Pointing records:
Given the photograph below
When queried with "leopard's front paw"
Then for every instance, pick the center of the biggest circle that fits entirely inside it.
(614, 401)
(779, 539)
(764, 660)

* **Task to complete**: Copy the records above word for word.

* **Task result**:
Given the photograph below
When queried with "leopard's front paw"
Then for every instance, pick the center of the biggest circle that fits entirely inside it.
(614, 401)
(779, 539)
(764, 660)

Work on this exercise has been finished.